(GIVEN TEXT)
DUBAI, United Arab Emirates (CMC) — Retired West Indies batsman Marlon Samuels was charged yesterday with breaching the anti-corruption code of the International Cricket Council (ICC).
The ICC said in a media statement that it charged Samuels, on behalf of the Emirates Cricket Board (ECB), with breaching four counts of the anti-corruption code for participants in a Ten10 league the board hosted.
The alleged offenses include failing to disclose the receipt of any gift, payment, hospitality, or other benefit that was made or given in circumstances that could bring the participant or the sport of cricket into disrepute; failing to disclose receipt of any gifts and hospitality worth $750; failing to cooperate with the anti-corruption investigation; and obstructing or delaying the investigation by concealing information.
Samuels, 40, was given 14 days from September 21 to respond to the charges, the ICC statement said.
Cricket West Indies (CWI), the governing body for the sport in the Caribbean, said in a separate statement that it had been made aware of the charges.
(End GIVEN TEXT)
(STUDY MATERIAL)
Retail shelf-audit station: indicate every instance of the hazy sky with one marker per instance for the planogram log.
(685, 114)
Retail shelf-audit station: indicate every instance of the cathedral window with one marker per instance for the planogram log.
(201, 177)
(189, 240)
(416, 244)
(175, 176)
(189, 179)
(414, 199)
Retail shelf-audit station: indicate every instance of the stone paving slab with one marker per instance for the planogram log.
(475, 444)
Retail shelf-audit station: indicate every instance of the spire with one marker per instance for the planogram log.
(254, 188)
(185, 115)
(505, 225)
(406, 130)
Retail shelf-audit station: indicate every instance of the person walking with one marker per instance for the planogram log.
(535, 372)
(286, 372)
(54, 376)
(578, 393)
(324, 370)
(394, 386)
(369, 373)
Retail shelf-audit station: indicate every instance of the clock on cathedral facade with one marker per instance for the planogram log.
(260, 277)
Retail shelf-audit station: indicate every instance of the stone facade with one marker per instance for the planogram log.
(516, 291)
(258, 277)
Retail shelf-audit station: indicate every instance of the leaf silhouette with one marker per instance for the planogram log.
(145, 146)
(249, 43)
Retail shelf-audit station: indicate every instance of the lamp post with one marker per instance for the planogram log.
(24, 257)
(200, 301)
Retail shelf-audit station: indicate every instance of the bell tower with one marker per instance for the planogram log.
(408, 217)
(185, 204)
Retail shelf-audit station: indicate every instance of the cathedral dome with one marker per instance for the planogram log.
(End STUDY MATERIAL)
(USING THE INFORMATION):
• a. In two sentences, summarize the article on the charges against Marlon Samuels.
• b. Reproduce word for word the part of the article on the charges against Marlon Samuels that begins at the words "Cricket West Indies" and stops after "of the charges.".

(TASK-BY-TASK OUTPUTS):
• a. Retired West Indies batsman Marlon Samuels was charged by the International Cricket Council, on behalf of the Emirates Cricket Board, with four breaches of the anti-corruption code for participants in a Ten10 league the board hosted. The alleged offenses include failing to disclose gifts, payments or hospitality, failing to cooperate with the investigation and obstructing it by concealing information, and he was given 14 days from September 21 to respond.

• b.
Cricket West Indies (CWI), the governing body for the sport in the Caribbean, said in a separate statement that it had been made aware of the charges.